Metrics API

The Metrics API provides real-time analytics and aggregated metrics about events flowing through Eventara.

Get Comprehensive Metrics

Retrieve all available metrics in a single response.

Endpoint


GET /api/v1/metrics

Example Request


curl "http://localhost:8080/api/v1/metrics"

Success Response

Status Code: 200 OK


{
  "summary": {
    "totalEvents": 15000,
    "eventsPerSecond": 25.3,
    "avgLatency": 12.5,
    "errorRate": 2.1,
    "uniqueUsers": 1250,
    "uniqueSources": 8,
    "uniqueEventTypes": 15
  },
  "eventsByType": {
    "user.login": 5000,
    "payment.success": 3500,
    "payment.failed": 150,
    "order.created": 2800,
    "user.signup": 1200,
    "api.error": 320
  },
  "eventsBySource": {
    "auth-service": 6200,
    "payment-service": 3650,
    "order-service": 2800,
    "api-gateway": 1500,
    "notification-service": 850
  },
  "eventsBySeverity": {
    "INFO": 13500,
    "WARNING": 980,
    "ERROR": 420,
    "CRITICAL": 100
  },
  "latencyMetrics": {
    "overall": {
      "p50": 8.5,
      "p95": 24.3,
      "p99": 45.2,
      "avg": 12.5,
      "min": 2.1,
      "max": 89.4,
      "sampleCount": 1000
    },
    "byType": {
      "user.login": {
        "p50": 6.2,
        "p95": 18.5,
        "p99": 32.1,
        "avg": 9.3
      },
      "payment.failed": {
        "p50": 15.3,
        "p95": 42.7,
        "p99": 68.2,
        "avg": 22.4
      }
    },
    "bySource": {
      "auth-service": {
        "p50": 7.1,
        "p95": 19.8,
        "p99": 35.6,
        "avg": 10.5
      },
      "payment-service": {
        "p50": 12.4,
        "p95": 35.2,
        "p99": 58.9,
        "avg": 18.7
      }
    }
  },
  "errorMetrics": {
    "totalErrors": 520,
    "errorRate": 2.1,
    "errorsByType": {
      "payment.failed": 150,
      "api.error": 320,
      "database.timeout": 50
    },
    "errorsBySource": {
      "payment-service": 150,
      "api-gateway": 320,
      "database-service": 50
    }
  },
  "throughput": {
    "current": 25.3,
    "peak": 87.5,
    "peakTimestamp": "2026-01-12T14:23:15.789Z",
    "avg": 18.7,
    "trend": "increasing"

========================

# Requirements
A: According to the Metrics API page, what status code comes back with a successful response?
B: Extract every line of the listing below that contains the string "country". Case counts, so match uppercase and lowercase letters exactly.

Dataset rows showing where objects appear
========================

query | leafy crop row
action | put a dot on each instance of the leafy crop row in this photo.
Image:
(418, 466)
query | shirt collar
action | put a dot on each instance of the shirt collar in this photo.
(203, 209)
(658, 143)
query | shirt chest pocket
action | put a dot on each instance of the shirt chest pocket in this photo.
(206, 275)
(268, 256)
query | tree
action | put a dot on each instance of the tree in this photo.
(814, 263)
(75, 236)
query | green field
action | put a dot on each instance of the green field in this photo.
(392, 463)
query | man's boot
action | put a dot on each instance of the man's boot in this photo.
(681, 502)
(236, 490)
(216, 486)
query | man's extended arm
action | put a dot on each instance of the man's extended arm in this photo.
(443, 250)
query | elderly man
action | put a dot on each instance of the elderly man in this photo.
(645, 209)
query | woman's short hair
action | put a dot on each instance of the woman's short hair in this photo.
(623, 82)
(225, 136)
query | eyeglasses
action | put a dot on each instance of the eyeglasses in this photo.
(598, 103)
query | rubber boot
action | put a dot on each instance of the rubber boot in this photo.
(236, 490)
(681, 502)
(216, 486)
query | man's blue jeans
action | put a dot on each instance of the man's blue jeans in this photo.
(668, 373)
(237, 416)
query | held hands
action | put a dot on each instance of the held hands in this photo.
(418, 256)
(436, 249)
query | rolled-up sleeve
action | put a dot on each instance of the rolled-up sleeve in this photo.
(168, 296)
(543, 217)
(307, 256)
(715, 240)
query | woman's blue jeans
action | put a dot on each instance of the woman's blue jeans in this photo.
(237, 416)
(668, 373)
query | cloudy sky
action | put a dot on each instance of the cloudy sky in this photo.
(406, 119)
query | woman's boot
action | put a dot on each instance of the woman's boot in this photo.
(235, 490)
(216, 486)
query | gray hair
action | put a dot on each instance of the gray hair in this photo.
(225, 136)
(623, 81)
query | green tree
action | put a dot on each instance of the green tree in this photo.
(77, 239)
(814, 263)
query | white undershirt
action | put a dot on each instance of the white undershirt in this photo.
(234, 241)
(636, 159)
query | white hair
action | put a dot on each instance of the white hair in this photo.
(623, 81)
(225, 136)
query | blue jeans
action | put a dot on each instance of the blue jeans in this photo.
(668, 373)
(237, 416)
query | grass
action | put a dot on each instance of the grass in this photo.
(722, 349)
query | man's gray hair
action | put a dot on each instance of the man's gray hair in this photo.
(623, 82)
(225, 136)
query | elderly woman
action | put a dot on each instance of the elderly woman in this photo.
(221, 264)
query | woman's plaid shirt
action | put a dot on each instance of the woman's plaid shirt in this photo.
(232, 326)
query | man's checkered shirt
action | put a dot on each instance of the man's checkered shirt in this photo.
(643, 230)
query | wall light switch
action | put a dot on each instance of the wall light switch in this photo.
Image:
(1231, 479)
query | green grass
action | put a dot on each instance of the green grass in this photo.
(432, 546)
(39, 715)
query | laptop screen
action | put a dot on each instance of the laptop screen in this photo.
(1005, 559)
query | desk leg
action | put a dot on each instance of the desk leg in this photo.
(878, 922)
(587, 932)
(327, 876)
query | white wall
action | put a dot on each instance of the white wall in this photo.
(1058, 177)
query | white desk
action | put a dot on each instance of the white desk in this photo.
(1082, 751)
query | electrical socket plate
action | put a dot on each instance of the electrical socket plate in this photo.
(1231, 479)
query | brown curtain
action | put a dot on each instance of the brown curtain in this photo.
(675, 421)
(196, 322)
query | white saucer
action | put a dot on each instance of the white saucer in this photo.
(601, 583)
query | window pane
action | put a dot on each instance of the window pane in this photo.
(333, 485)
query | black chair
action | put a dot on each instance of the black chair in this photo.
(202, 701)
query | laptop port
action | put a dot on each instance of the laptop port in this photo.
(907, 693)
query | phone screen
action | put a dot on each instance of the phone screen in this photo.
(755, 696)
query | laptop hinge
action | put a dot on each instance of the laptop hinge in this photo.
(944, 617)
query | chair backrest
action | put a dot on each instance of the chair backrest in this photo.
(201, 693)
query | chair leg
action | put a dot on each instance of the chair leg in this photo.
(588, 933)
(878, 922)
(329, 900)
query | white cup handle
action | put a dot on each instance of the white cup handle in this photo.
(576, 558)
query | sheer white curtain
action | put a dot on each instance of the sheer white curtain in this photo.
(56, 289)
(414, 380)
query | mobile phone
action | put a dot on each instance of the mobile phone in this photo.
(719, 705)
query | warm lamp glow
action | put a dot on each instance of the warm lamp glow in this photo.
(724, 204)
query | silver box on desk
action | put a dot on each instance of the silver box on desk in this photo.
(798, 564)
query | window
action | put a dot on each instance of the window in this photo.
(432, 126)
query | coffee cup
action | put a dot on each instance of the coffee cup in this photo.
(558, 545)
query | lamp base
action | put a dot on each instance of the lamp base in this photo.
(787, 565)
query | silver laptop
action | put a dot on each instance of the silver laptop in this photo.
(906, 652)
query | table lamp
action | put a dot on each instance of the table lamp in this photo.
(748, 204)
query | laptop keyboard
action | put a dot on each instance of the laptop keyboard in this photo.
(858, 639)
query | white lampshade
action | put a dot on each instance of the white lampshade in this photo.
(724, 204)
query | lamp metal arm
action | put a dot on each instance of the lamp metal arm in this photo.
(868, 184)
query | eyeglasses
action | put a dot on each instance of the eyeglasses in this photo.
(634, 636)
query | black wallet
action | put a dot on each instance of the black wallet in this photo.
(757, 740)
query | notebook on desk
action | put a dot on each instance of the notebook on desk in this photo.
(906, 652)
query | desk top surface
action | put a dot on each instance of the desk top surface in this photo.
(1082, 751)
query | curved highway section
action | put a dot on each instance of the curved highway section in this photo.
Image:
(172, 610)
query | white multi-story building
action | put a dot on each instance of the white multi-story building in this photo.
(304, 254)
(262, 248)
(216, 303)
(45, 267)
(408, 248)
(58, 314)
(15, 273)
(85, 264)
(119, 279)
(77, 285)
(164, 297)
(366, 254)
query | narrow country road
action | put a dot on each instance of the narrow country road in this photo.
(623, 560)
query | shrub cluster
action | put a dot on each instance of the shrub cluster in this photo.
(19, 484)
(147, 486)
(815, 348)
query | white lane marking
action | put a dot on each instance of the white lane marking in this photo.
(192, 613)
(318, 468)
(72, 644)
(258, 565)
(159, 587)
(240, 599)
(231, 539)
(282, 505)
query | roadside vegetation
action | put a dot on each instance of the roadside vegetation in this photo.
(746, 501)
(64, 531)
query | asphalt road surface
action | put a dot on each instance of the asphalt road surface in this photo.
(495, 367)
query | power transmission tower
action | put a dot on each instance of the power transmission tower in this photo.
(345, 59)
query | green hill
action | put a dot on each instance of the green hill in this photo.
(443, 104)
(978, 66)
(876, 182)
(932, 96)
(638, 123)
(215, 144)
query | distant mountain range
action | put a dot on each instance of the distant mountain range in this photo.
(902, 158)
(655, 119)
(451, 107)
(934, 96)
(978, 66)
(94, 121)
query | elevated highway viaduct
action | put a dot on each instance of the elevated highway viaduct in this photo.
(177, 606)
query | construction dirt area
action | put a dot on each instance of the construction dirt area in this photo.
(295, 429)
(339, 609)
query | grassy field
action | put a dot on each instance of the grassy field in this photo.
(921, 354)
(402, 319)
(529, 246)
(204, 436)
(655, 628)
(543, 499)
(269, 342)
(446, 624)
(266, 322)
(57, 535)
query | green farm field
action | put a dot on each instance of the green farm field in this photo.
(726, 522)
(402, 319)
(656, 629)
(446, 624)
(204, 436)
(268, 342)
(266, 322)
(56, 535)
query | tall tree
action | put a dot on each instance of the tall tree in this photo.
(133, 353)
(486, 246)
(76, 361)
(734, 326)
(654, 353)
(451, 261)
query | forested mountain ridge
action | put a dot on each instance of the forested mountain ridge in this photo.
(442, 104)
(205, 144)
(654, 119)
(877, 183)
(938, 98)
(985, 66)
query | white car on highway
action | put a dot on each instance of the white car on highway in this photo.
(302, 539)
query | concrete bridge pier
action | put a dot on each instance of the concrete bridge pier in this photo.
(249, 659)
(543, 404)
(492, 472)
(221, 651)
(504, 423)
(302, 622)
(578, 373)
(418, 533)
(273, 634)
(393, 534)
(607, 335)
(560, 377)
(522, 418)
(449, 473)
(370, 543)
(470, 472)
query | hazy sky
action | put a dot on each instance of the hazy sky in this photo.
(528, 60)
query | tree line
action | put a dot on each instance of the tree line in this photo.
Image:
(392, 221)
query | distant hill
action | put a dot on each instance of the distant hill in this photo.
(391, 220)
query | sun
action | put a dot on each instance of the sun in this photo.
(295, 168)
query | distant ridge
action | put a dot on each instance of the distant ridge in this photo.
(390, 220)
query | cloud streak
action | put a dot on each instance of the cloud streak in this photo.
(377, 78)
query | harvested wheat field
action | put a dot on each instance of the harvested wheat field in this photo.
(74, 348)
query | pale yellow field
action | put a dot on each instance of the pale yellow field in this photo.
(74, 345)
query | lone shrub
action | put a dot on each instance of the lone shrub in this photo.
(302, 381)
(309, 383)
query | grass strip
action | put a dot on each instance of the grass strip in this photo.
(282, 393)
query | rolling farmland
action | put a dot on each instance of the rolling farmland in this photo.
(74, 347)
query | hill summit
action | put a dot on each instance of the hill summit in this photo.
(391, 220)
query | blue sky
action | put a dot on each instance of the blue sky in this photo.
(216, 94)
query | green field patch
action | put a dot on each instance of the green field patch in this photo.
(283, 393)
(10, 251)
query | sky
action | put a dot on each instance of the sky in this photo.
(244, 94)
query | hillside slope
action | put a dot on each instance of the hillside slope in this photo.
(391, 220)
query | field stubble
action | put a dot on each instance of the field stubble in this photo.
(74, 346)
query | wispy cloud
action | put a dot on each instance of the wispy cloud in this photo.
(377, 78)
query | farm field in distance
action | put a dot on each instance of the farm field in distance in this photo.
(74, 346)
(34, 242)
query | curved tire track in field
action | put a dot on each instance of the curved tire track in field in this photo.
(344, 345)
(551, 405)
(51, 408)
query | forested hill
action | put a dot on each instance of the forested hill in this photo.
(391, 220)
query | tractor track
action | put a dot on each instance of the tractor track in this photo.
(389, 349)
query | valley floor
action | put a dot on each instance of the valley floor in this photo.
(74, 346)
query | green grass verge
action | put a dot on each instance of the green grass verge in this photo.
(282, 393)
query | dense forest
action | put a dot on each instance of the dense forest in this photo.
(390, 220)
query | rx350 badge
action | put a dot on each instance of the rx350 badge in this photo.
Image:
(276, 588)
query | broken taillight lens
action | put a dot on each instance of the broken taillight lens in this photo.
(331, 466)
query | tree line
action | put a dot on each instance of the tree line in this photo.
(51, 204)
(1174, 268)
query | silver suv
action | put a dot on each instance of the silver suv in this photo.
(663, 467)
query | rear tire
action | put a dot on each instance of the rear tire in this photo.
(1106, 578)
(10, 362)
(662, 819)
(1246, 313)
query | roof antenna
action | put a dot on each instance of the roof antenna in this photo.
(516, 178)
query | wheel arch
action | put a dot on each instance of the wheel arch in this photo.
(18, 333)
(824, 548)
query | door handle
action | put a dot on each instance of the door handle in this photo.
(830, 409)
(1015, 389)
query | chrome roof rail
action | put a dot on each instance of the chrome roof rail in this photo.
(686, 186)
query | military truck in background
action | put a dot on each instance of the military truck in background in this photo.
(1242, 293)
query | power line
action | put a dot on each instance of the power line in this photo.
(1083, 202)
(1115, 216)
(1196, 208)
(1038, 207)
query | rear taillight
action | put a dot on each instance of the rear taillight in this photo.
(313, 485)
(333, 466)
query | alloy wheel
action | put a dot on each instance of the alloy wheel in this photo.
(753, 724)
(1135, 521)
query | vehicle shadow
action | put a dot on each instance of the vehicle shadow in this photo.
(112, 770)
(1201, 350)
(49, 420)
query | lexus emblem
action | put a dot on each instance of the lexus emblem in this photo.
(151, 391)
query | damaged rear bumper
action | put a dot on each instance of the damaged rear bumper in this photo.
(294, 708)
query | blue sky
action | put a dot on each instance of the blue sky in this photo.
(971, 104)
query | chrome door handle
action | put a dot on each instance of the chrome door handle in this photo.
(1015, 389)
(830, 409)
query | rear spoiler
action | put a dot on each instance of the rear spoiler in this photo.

========================

# Final results
A: 200 OK

B:
query | narrow country road
action | put a dot on each instance of the narrow country road in this photo.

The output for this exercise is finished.